▸ Problem
Convert everything from the line containing "instance of red" down to the end of the records below into a Markdown table with the columns "Row" and "Content", skipping any blank lines.

_____

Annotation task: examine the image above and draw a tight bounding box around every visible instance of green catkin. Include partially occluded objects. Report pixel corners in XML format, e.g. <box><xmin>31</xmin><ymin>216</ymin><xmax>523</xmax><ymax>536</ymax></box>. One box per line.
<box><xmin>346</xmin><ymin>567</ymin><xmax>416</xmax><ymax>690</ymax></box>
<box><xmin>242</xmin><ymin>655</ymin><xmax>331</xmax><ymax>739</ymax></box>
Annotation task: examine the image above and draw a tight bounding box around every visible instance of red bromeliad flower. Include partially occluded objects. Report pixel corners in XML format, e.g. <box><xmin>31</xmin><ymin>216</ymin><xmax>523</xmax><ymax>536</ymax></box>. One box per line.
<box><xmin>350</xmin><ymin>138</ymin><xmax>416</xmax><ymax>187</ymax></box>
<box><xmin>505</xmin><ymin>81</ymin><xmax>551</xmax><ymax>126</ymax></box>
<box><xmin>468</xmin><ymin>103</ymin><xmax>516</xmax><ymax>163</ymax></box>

_____

▸ Solution to this exercise
| Row | Content |
|---|---|
| 1 | Annotation task: examine the image above and draw a tight bounding box around every visible instance of red bromeliad flower. Include partially occluded objects. Report pixel corners in XML format, e.g. <box><xmin>31</xmin><ymin>216</ymin><xmax>523</xmax><ymax>536</ymax></box>. One box per line. |
| 2 | <box><xmin>350</xmin><ymin>138</ymin><xmax>416</xmax><ymax>187</ymax></box> |
| 3 | <box><xmin>505</xmin><ymin>81</ymin><xmax>551</xmax><ymax>126</ymax></box> |
| 4 | <box><xmin>468</xmin><ymin>103</ymin><xmax>516</xmax><ymax>163</ymax></box> |